## Task brief
For the records below, give the number of lines in which "before" appears, and add nothing else.

## Material for this task
·····

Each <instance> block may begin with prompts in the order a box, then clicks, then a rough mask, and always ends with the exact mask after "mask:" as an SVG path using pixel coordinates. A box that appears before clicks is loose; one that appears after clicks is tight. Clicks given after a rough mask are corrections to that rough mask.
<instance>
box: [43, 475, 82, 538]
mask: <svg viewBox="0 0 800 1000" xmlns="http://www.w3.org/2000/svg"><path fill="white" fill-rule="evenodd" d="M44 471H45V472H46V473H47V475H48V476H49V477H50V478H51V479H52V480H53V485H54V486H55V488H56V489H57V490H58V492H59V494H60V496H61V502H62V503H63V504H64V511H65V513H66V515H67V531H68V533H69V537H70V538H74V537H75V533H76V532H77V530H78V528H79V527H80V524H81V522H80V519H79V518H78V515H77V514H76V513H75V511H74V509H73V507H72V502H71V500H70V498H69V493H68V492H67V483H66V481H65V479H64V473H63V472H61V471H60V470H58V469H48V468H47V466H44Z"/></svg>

·····

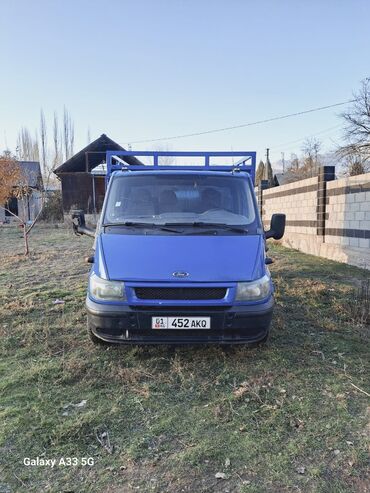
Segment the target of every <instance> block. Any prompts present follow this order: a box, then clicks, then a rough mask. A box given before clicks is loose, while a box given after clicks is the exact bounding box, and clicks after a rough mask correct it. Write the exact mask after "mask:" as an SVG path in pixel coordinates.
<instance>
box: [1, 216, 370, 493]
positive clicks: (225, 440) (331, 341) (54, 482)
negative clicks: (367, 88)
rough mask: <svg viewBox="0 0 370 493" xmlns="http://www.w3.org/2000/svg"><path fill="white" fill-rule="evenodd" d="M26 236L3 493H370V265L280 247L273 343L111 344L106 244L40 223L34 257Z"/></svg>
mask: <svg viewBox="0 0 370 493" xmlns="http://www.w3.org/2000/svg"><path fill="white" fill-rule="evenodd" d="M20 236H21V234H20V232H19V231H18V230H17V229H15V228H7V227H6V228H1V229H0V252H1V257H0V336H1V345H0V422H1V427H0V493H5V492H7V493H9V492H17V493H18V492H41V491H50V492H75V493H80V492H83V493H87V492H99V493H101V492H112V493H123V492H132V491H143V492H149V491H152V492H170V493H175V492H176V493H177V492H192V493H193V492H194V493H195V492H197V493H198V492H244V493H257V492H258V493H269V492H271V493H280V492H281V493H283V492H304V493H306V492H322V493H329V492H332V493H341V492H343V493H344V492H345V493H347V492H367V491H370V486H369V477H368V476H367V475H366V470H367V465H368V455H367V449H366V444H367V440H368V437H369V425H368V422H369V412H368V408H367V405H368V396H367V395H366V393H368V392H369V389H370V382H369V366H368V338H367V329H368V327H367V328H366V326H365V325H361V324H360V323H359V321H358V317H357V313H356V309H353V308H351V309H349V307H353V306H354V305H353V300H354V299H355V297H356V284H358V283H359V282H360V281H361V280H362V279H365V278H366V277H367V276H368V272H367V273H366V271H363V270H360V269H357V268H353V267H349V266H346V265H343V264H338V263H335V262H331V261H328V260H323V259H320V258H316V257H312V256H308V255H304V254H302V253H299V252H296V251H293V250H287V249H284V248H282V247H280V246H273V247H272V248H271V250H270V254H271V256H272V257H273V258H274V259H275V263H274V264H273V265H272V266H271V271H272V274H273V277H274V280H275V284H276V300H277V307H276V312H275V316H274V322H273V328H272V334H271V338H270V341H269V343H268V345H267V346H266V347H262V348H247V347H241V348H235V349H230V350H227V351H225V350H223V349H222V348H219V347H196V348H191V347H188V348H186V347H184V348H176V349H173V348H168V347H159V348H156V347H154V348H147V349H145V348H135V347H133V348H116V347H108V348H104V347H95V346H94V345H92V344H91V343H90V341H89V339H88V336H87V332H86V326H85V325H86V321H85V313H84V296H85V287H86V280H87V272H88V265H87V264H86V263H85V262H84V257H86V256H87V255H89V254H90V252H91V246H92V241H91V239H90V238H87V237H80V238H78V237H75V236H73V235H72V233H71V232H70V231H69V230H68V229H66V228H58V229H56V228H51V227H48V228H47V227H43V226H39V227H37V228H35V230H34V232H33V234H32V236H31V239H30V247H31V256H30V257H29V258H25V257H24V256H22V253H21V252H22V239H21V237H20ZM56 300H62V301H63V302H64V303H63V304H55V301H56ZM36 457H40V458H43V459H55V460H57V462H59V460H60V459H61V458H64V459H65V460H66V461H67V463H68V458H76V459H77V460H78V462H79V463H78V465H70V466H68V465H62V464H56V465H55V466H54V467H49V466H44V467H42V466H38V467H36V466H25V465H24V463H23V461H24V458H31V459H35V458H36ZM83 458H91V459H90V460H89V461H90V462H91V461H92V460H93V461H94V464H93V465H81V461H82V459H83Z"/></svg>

·····

## Output of the exercise
2